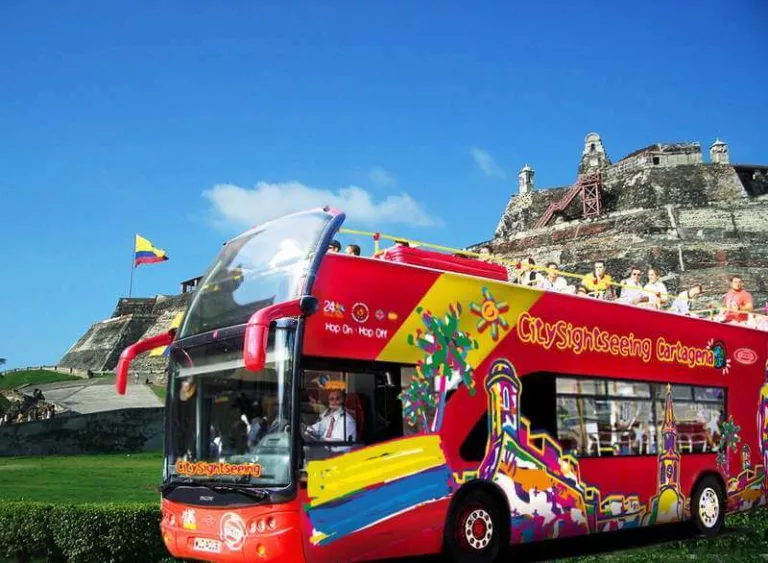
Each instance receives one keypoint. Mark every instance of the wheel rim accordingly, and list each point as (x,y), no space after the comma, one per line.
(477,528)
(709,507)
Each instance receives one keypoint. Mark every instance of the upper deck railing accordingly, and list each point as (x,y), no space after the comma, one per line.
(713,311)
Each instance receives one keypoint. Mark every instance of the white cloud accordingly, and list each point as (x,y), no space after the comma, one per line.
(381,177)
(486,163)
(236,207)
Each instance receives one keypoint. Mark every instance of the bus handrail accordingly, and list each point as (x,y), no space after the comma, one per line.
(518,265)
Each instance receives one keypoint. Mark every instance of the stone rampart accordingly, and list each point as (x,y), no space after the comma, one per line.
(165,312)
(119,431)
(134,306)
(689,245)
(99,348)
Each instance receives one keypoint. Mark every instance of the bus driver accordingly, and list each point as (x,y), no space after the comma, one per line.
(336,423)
---
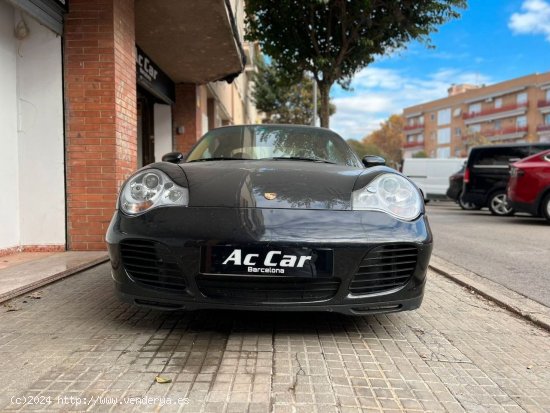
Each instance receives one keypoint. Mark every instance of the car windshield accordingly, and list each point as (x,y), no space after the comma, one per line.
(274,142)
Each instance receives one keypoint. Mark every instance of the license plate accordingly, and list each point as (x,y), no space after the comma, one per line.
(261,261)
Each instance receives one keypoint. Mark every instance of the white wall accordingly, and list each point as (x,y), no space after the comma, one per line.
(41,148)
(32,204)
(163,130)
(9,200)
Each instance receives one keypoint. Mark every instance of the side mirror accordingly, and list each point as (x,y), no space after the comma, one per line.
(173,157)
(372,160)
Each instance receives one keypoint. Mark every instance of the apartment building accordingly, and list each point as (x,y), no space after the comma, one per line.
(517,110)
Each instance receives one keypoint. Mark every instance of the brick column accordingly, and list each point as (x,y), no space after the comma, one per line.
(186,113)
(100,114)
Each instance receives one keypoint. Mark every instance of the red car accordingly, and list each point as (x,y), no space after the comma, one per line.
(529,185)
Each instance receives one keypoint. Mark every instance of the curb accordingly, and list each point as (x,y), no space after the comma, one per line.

> WHAT IS NEEDED: As listed above, the lines from the line with "of the side" to the line with "of the curb" are to be echoed exactly, with both ends included and nothing added.

> WORKED SOLUTION:
Each instance receives one keypoint. Mark every instance of the side mirror accordingly, and list each point as (x,y), no space after the comma, one per line.
(173,157)
(372,160)
Each instance receives one keypoint. Mark every instance of the apartment building accordingly, and list each point as (x,y), no space after the comma, one per line.
(517,110)
Each instance receives one keypoint. Mark every instance of the brick column accordingly, and list each point as (x,y), no space after the comma, one per line.
(186,113)
(100,114)
Each instance receives one keypoint. Mark every instance of the red car accordingly, and list each point as (x,y), no space after the comma, one per line.
(529,185)
Each instance receives one keypoint. Mark every instance of the curb accordingly, and list each point as (x,y), no space after the comma, one per line.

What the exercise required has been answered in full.